List every line in the records below that includes the word "mushroom".

#### Material supplied:
● ● ● ●

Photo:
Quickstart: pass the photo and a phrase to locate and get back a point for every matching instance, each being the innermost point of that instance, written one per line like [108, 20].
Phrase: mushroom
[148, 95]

● ● ● ●

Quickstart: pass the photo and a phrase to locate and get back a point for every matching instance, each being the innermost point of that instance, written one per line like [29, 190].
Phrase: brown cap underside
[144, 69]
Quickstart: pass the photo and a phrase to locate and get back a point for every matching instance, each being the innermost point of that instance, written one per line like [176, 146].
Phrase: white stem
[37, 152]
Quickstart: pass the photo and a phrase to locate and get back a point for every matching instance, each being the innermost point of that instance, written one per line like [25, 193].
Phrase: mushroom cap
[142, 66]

● ● ● ●

#### Final answer:
Phrase: mushroom
Phrase: mushroom cap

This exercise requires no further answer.